Written exercise:
Retype, without alteration, each line from the line containing "out the navy" to the final line of the records.

Excerpted records:
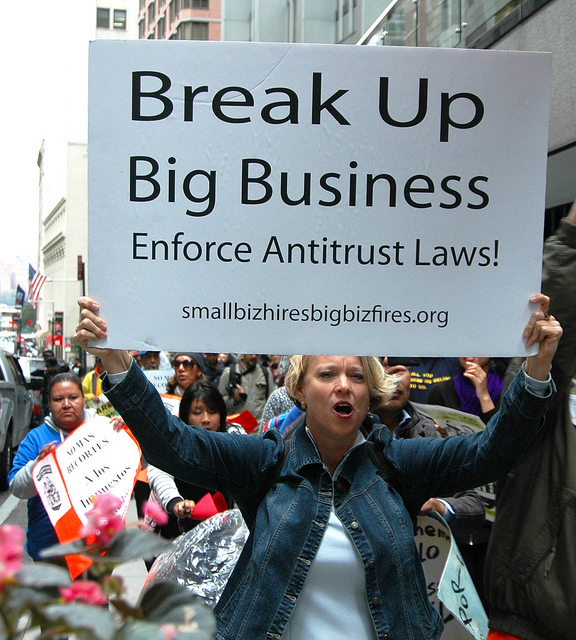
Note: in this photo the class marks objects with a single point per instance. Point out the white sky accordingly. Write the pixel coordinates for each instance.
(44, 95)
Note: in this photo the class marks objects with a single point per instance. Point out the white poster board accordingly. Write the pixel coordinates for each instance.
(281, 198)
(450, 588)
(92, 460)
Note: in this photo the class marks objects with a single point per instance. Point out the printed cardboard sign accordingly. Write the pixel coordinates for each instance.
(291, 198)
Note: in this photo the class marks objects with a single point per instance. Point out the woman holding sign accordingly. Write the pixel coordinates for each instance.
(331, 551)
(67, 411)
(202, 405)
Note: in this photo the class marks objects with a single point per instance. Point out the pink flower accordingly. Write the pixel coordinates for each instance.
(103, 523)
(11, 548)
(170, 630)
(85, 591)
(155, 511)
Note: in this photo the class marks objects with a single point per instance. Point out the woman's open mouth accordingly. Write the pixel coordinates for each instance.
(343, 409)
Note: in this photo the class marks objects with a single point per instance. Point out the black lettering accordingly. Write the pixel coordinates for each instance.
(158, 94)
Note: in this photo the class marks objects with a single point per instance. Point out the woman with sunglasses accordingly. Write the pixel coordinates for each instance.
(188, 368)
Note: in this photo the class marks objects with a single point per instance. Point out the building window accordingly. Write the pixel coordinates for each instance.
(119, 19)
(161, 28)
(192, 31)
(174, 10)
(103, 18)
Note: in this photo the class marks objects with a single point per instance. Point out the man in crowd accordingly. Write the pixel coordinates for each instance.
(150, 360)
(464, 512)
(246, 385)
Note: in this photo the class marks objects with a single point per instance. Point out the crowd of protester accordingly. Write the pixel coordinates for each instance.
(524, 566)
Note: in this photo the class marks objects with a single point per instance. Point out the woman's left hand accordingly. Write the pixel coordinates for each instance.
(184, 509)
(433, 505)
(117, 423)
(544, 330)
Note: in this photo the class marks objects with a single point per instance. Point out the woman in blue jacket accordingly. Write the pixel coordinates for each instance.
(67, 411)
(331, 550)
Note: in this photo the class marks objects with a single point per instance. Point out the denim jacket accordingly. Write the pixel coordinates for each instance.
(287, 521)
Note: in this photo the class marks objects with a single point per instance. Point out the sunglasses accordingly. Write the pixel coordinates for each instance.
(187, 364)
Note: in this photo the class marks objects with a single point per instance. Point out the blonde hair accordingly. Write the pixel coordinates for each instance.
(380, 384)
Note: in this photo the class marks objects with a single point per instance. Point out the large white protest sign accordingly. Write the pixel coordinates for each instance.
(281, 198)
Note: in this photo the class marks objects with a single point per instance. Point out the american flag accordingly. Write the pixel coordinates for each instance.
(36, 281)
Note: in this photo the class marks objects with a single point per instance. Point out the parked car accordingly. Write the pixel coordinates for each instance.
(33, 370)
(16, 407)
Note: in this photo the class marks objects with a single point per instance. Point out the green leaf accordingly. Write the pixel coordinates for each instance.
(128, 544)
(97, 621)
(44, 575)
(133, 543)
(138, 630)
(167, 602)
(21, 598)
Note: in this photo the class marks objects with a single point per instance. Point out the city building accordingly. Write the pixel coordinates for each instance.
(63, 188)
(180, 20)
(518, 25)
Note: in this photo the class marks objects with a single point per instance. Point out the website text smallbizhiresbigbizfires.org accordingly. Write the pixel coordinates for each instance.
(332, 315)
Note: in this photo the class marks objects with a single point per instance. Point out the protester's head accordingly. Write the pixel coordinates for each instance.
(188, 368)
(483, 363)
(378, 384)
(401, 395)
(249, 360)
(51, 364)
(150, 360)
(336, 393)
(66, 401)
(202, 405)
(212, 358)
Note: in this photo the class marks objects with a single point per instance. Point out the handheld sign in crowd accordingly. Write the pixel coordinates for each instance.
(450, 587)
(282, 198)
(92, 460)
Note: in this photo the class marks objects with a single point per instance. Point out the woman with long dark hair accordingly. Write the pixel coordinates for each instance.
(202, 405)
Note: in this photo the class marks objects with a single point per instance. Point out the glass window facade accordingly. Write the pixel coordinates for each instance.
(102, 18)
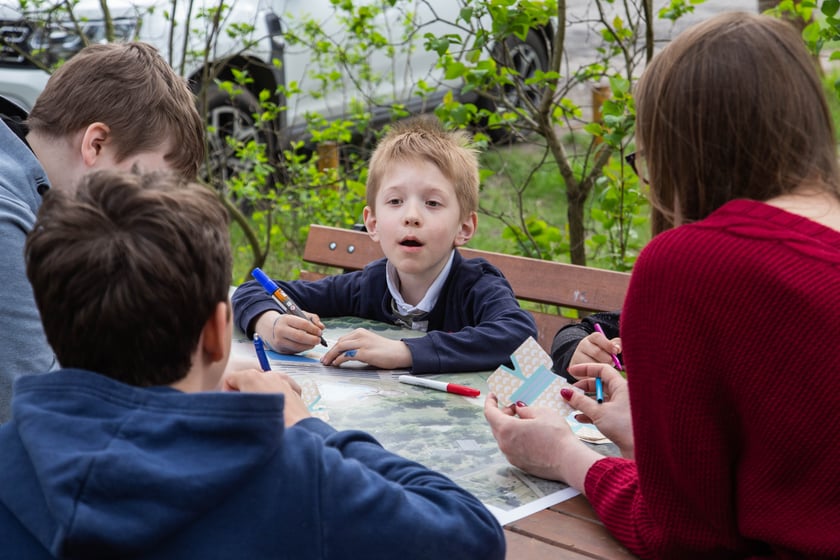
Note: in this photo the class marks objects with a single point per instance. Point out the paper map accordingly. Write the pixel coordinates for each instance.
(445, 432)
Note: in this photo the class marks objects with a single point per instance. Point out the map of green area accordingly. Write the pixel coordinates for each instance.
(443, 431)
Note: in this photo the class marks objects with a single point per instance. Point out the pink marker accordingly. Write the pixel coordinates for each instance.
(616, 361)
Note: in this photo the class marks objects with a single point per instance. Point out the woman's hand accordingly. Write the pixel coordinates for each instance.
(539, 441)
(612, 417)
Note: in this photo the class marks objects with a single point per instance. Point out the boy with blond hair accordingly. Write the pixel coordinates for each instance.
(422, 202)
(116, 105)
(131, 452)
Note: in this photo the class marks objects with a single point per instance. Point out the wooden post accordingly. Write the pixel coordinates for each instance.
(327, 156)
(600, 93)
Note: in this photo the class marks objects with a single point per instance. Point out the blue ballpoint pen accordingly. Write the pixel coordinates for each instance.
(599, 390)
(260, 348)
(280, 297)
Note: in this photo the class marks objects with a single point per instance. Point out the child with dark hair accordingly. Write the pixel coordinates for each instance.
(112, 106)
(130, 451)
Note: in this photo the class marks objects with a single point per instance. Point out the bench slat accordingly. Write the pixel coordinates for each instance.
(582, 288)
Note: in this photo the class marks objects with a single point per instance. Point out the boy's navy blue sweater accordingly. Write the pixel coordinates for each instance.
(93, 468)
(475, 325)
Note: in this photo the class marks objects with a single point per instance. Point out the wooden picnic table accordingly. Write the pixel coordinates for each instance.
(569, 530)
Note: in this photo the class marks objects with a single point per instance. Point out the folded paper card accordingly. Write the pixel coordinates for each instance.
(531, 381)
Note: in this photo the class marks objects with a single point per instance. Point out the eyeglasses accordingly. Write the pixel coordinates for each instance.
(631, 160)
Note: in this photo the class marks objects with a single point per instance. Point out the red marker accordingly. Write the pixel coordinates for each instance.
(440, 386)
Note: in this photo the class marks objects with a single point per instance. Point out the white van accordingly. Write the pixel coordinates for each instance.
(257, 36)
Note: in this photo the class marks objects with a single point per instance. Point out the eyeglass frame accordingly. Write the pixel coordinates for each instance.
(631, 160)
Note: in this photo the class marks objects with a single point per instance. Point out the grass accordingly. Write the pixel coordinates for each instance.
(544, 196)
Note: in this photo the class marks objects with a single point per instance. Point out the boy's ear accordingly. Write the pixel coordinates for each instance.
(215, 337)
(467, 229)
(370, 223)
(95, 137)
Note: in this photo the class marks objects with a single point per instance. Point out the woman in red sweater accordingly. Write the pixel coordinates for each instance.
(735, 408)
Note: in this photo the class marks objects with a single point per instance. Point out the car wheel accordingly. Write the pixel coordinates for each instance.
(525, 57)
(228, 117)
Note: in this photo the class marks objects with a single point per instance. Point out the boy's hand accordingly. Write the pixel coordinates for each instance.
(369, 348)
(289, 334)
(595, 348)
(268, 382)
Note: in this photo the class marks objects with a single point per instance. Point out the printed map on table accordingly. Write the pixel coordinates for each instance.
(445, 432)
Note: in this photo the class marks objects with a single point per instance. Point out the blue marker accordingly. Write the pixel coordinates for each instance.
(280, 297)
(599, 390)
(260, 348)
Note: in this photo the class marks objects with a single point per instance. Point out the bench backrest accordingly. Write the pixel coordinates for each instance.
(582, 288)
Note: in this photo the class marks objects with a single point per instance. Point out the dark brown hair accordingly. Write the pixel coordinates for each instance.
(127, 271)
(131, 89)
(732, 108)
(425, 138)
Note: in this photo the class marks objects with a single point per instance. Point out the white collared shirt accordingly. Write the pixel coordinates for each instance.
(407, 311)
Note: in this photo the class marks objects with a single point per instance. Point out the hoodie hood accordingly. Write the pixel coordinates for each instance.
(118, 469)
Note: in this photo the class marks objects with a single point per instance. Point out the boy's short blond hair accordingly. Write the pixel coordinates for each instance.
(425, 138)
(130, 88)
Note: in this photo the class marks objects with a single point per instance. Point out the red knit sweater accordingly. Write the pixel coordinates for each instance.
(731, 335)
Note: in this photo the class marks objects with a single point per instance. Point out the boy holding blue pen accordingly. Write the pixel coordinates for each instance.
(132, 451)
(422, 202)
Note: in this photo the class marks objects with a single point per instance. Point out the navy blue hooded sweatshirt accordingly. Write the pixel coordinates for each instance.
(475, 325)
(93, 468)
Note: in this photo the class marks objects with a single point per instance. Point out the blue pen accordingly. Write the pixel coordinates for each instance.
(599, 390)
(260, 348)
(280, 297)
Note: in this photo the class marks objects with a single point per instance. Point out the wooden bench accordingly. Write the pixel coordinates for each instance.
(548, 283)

Output for this exercise:
Note: in this photo the class marks objects with a single point per instance. Point out the navy blue hooded sweatshirt accordingly. Write the pixel coordinates for each instance.
(475, 325)
(93, 468)
Note: in this photo the class marks objects with a single point per instance. Point out the blue pen accordingly. Write the pixel coordinates for each instance.
(599, 390)
(260, 348)
(280, 297)
Note: in this photo the class marks objects with a single point per instance. Point out the wooden bench accordingly. Write the pixel coordinates for each instance.
(548, 283)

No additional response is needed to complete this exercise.